Job: Return all of the following lines unchanged, omitting the pictures.

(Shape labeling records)
* START *

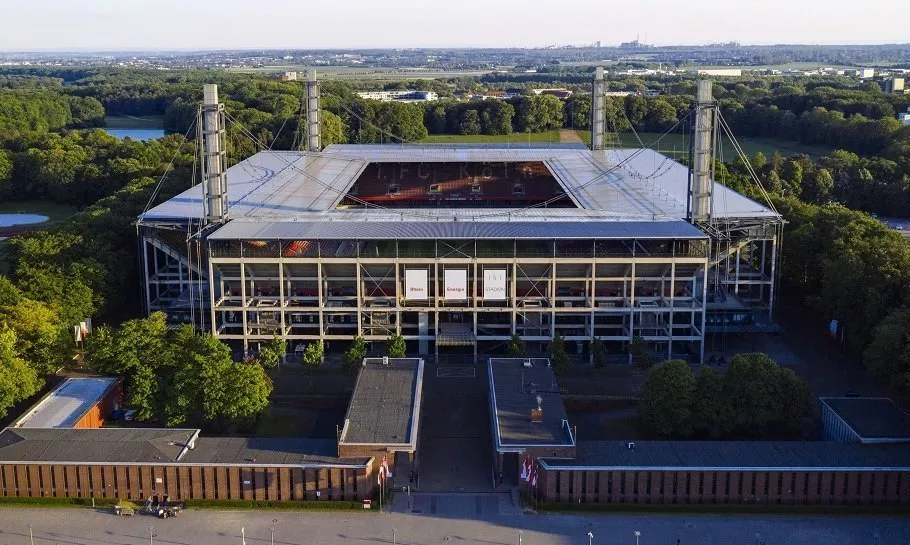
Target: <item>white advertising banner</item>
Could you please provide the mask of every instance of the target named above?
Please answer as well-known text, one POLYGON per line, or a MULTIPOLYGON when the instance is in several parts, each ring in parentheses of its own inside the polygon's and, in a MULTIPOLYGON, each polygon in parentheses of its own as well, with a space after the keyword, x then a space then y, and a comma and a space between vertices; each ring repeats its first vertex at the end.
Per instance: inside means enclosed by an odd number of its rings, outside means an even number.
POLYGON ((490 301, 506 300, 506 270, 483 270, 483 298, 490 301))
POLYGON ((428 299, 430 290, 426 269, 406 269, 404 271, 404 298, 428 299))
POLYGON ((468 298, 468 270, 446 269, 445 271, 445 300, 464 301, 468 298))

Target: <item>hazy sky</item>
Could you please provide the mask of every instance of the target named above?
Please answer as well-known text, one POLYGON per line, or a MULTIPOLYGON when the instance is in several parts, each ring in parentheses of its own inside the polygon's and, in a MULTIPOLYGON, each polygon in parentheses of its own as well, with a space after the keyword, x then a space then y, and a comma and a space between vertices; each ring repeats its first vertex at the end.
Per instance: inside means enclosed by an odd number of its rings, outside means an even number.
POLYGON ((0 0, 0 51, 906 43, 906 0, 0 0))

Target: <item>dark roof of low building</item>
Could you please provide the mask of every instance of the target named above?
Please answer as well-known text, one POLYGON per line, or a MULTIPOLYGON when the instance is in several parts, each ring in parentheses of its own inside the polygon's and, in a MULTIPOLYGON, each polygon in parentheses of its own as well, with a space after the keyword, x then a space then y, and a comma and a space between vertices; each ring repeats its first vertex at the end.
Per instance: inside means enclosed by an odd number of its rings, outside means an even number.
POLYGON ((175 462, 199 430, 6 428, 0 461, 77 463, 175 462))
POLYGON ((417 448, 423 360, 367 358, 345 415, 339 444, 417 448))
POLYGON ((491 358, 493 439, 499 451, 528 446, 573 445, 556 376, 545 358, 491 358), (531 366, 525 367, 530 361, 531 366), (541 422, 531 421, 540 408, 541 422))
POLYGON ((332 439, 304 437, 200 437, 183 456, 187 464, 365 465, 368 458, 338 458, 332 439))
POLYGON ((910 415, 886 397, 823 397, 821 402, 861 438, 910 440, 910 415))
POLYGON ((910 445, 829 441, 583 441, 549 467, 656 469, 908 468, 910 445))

* END *

Response below:
Target: <item>white advertising banner</item>
Could you please provide the mask of every instance of the target named above?
Please answer as well-known text, one POLYGON per line, or a MULTIPOLYGON when the instance is in several parts, each ring in parentheses of its own inside the polygon's and, in a MULTIPOLYGON, each polygon in parentheses of its own as well, with a space after the keyword, x then a space then y, and a comma and a space between vertices; each ring repeats its first vertex at the end.
Per instance: inside means enclosed by an odd number of its rings, outside means an even number.
POLYGON ((490 301, 506 300, 506 270, 483 270, 483 298, 490 301))
POLYGON ((428 299, 430 290, 426 269, 406 269, 404 271, 404 298, 428 299))
POLYGON ((468 298, 468 270, 446 269, 445 271, 445 300, 464 301, 468 298))

Target: <item>hazy sky</item>
Could you please provide the mask of every instance of the target named above?
Please answer as well-known text, one POLYGON per line, or a MULTIPOLYGON when the instance is in several parts, each ring in parentheses of its own inside the polygon's and, in a MULTIPOLYGON, each polygon in parentheses of its own as well, with a space after the keyword, x then a space then y, and a comma and a space between vertices; each ring repeats its first vertex at the end.
Per instance: inside means enclosed by an odd number of its rings, outside means an even number.
POLYGON ((0 0, 0 51, 906 43, 906 0, 0 0))

Target: <item>dark roof of low building</item>
Could you please provide the mask of every instance of the target named above?
Please answer as well-known text, one POLYGON per line, or a MULTIPOLYGON when the instance is in several parts, each ring in parentheses of its own inside the polygon's and, in a MULTIPOLYGON, each polygon in parentheses of its own as well, with a space after the keyword, x then a space then y, and a comma and a space between vertices; each ring repeats its first vertex at the end.
Per instance: inside means enclosed by an odd number of its rings, outside means an even number.
POLYGON ((175 462, 199 430, 6 428, 0 461, 77 463, 175 462))
POLYGON ((417 448, 423 360, 367 358, 345 415, 339 444, 417 448))
POLYGON ((491 358, 493 439, 499 451, 528 446, 573 445, 556 376, 545 358, 491 358), (531 366, 525 367, 530 361, 531 366), (541 422, 531 421, 540 408, 541 422))
POLYGON ((332 439, 304 437, 200 437, 183 456, 187 464, 365 465, 368 458, 338 458, 332 439))
POLYGON ((910 415, 886 397, 823 397, 821 402, 861 438, 910 440, 910 415))
POLYGON ((910 445, 829 441, 583 441, 549 467, 656 469, 908 468, 910 445))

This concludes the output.